# TASK PROMPT
When the line with "person holding camera." appears below, start repeating lines exactly, and keep going through the line with "of the handler."; add nothing outside that span.

# DATASET RECORDS
----------------------------------------

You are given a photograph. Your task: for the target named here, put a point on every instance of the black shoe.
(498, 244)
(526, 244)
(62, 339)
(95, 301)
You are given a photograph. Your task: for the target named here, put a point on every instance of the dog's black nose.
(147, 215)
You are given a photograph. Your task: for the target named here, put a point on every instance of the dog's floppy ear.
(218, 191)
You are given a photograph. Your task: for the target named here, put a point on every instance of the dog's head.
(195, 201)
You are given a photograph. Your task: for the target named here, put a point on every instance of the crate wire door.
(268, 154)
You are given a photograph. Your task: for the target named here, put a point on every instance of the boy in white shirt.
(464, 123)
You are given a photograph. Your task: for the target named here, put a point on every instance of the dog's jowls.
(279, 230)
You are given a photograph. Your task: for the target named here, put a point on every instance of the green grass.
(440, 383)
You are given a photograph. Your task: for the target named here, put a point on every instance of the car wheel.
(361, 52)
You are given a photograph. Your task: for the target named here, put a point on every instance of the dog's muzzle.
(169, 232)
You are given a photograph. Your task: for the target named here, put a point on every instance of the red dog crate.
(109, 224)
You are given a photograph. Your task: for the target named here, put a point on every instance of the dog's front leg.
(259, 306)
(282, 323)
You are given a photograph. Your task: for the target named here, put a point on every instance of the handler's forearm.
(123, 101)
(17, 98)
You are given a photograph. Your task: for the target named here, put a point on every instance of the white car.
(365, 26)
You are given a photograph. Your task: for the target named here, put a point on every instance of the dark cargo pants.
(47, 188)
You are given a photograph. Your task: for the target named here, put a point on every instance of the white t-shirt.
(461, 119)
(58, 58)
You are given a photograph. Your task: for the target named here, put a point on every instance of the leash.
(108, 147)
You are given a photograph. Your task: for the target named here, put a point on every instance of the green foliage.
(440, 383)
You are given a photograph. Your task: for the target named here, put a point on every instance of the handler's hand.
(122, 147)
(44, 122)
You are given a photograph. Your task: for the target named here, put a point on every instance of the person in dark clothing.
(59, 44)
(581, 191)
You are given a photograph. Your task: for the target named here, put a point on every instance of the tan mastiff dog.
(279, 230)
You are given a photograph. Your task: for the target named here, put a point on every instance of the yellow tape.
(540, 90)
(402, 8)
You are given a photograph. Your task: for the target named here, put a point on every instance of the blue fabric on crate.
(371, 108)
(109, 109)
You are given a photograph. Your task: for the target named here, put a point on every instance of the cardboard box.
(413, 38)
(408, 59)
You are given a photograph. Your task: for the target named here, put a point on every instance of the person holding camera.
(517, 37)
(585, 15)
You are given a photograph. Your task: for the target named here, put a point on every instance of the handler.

----------------------------------------

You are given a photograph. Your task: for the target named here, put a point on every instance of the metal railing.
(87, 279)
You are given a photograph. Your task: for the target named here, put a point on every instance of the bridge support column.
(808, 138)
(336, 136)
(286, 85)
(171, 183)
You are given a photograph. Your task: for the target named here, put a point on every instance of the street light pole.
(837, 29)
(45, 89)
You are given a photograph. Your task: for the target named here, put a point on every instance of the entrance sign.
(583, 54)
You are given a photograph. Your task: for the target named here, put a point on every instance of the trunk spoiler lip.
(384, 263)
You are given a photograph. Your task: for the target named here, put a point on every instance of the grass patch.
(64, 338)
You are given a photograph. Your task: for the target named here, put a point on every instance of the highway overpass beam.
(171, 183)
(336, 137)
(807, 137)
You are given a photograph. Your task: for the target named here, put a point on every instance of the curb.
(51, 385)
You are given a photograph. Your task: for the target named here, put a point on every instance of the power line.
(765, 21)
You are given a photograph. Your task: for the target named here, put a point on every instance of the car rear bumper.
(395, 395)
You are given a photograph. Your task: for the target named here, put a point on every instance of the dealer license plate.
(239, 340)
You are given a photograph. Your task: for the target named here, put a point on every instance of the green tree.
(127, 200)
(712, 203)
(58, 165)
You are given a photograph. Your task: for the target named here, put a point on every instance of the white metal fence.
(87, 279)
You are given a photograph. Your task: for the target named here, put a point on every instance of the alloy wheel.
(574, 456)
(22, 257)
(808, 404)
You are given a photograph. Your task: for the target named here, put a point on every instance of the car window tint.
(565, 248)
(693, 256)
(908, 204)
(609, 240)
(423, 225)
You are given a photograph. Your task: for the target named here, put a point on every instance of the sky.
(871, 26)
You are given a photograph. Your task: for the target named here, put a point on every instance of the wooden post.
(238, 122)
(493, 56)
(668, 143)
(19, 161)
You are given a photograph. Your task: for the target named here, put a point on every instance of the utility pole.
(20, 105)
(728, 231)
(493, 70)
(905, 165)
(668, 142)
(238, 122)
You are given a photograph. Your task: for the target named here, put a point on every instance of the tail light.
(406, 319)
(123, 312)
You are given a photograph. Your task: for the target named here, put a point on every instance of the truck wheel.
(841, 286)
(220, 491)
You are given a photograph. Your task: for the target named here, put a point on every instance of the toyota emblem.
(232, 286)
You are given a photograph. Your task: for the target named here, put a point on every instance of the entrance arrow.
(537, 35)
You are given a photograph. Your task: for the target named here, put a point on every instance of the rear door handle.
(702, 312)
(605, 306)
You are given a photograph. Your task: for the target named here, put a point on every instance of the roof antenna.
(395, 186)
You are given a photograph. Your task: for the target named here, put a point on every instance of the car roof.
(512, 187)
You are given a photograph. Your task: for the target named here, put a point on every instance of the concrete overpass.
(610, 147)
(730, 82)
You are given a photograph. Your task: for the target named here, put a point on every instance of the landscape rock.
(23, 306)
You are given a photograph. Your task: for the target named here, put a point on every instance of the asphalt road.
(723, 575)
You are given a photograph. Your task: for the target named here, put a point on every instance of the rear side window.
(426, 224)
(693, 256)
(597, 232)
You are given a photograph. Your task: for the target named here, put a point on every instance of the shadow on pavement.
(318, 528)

----------------------------------------

# RESPONSE TO THE EXERCISE
You are given a photograph. Your task: for the target named here, put a point on every instance of the person holding camera.
(517, 37)
(585, 15)
You are given a photograph. Your task: for the target named here, put a point on every instance of the handler.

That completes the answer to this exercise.